'''

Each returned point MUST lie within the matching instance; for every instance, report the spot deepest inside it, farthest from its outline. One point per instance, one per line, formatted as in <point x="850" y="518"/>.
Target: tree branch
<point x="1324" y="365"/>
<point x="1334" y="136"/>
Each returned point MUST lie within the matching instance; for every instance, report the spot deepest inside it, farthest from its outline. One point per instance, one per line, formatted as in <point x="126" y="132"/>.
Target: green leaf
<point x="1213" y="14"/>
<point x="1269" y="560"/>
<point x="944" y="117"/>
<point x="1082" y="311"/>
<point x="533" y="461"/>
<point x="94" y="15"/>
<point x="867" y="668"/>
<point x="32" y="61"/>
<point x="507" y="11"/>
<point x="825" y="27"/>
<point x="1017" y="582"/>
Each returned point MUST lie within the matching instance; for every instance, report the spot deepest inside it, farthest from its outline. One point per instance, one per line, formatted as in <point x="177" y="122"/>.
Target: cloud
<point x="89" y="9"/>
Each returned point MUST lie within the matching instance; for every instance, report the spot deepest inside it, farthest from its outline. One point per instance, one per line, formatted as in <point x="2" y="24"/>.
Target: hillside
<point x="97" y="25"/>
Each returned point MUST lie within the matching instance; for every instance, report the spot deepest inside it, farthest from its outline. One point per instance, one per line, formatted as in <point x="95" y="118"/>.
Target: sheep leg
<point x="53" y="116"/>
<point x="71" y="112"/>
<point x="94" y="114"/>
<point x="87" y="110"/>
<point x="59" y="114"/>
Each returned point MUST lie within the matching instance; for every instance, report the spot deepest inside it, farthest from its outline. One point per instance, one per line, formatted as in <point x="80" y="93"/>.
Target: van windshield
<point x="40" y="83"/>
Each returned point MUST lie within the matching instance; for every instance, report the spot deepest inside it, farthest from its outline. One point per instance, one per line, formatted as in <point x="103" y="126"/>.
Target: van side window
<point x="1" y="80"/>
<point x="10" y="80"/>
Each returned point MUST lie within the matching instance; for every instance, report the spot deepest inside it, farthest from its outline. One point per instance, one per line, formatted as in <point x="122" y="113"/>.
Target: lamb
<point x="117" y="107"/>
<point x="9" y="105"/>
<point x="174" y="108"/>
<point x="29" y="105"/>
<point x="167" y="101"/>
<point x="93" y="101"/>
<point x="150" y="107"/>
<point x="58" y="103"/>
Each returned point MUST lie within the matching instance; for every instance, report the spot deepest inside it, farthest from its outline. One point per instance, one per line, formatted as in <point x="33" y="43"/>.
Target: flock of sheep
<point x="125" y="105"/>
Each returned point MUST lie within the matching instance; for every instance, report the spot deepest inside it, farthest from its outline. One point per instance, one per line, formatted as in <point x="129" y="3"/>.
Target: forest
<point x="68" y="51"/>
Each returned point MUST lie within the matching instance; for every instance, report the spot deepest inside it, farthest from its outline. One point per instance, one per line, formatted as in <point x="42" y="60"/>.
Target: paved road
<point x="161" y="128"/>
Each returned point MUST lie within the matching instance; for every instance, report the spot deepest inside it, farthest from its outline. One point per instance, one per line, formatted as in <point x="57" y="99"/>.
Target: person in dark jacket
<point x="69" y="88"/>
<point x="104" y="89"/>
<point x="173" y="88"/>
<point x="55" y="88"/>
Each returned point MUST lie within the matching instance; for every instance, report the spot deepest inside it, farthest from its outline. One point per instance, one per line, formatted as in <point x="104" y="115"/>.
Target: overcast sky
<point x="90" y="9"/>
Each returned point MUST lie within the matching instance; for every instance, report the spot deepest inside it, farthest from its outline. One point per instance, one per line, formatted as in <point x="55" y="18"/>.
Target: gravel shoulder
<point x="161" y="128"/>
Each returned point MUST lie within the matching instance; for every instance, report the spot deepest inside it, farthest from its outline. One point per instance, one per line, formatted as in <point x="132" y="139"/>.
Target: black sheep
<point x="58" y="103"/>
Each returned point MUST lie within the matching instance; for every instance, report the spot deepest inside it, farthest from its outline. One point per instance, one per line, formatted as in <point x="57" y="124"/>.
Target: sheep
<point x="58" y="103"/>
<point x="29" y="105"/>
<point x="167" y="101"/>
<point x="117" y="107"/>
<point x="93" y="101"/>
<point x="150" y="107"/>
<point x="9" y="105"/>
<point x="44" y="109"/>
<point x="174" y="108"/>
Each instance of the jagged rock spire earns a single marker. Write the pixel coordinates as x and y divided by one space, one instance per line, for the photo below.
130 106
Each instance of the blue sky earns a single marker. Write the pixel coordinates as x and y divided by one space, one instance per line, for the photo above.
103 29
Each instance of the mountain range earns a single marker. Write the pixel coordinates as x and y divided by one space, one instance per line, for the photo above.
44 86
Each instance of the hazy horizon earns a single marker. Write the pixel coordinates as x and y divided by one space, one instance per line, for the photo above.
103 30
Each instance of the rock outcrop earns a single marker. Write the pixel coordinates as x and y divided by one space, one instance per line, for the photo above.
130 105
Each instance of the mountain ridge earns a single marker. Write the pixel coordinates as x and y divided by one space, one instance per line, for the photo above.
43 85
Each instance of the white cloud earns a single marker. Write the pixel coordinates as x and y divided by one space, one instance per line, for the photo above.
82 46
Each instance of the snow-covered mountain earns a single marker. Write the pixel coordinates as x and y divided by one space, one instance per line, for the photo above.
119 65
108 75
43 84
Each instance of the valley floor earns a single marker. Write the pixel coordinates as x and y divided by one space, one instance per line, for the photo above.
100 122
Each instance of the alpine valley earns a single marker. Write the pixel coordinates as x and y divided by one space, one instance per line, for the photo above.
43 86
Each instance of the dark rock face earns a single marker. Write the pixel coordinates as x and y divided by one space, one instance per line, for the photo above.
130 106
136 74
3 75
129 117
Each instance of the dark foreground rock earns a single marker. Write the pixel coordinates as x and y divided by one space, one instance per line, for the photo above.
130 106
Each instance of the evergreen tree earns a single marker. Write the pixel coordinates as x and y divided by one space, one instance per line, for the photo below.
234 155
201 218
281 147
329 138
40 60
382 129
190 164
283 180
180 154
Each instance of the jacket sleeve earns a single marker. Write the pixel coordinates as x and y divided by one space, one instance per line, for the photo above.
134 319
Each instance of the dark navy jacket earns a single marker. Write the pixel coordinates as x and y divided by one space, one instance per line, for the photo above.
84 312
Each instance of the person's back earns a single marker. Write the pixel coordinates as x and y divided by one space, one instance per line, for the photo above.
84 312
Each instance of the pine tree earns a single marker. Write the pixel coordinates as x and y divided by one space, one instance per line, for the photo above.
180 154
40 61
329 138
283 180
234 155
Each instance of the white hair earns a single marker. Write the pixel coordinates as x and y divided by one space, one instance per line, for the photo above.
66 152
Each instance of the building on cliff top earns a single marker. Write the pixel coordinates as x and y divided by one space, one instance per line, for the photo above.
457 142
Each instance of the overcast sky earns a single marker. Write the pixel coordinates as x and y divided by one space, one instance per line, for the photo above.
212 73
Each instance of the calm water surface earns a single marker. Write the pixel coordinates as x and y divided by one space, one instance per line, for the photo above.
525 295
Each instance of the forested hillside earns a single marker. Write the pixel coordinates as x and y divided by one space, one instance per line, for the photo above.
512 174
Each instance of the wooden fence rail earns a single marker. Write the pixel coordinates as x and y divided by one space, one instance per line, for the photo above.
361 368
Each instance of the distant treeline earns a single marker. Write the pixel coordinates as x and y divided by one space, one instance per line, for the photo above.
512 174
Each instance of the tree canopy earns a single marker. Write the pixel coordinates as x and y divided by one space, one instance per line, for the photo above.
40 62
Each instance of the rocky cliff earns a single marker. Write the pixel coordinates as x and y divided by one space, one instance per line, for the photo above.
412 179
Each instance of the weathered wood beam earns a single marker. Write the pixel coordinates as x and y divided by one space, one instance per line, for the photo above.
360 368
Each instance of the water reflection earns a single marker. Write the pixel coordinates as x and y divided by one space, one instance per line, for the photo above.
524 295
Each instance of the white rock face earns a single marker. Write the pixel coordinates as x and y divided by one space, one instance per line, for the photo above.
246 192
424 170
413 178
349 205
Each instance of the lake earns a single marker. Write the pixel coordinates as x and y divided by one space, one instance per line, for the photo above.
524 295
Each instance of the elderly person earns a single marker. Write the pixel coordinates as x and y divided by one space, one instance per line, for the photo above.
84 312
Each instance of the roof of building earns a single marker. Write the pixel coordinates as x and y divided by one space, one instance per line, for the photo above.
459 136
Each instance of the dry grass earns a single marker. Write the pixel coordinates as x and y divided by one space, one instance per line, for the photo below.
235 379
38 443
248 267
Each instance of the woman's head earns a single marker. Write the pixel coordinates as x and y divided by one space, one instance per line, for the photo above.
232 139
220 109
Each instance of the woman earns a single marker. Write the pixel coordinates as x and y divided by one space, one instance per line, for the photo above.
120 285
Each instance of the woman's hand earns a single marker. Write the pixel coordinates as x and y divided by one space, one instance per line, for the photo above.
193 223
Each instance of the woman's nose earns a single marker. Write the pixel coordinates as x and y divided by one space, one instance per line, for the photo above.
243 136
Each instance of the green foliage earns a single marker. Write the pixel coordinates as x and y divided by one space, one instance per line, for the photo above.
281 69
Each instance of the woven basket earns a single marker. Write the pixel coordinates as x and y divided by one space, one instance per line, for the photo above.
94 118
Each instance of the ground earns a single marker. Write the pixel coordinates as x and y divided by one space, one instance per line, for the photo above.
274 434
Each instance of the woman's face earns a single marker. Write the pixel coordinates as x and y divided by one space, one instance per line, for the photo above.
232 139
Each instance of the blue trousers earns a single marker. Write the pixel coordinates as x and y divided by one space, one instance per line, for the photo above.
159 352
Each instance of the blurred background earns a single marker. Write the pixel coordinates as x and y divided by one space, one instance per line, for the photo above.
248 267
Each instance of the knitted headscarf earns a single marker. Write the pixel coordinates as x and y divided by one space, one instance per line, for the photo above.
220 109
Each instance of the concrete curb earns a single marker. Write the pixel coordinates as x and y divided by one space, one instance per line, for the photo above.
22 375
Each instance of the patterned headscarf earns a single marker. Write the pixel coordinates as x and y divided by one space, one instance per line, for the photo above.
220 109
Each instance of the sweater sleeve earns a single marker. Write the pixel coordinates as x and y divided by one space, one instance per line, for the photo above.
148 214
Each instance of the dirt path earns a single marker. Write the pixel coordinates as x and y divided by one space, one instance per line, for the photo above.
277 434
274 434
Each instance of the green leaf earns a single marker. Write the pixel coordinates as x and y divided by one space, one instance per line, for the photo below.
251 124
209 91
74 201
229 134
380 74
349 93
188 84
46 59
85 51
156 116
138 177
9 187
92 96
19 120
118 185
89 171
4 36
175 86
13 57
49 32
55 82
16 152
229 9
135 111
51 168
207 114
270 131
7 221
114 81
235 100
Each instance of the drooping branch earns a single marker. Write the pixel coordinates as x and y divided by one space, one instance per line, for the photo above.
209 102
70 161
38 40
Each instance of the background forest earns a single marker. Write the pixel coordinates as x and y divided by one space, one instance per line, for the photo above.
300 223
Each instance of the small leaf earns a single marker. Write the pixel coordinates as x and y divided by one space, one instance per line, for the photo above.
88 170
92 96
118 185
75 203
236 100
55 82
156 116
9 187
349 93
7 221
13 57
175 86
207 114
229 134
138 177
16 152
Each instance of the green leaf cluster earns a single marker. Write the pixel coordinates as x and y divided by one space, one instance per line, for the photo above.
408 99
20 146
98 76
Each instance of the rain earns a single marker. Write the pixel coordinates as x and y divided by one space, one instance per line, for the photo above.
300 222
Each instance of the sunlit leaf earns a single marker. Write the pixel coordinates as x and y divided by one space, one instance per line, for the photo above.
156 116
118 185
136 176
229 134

'''

Your goal
Take the line with "Each instance of the drooping" and all lines after it through the end of the records, and write them out exactly; include nothing else.

Result of this task
Each instance of the drooping branch earns a single marker. Write the pixel coordinates as x and y divided by one space, one instance per line, for the photo above.
209 102
70 161
38 40
Each instance of the background forest earns a single marker. Write the pixel coordinates as x and y divided by one space, one instance per line, for the photo above.
300 223
Each instance of the small leaf earns a single marker. Write the pixel coordinates as x and y divided by one space, one instance per line, for the photo above.
88 170
92 96
118 185
75 203
236 100
55 82
156 116
9 187
349 93
7 221
13 57
175 86
207 114
229 134
138 177
16 152
Each instance of the green leaf cluster earns a single marker. Write the pixel coordinates as x and y divided by one space, one instance per line, for the photo above.
408 99
20 146
98 76
Each instance of the rain earns a single marker. Write the pixel coordinates as x and y divided by one space, one instance per line, for the photo above.
300 222
Each instance of the sunlit leaf earns a single marker. Write the pixel coordinates as x and y divided by one space, one instance per line, for the photo above.
156 116
118 185
136 176
229 134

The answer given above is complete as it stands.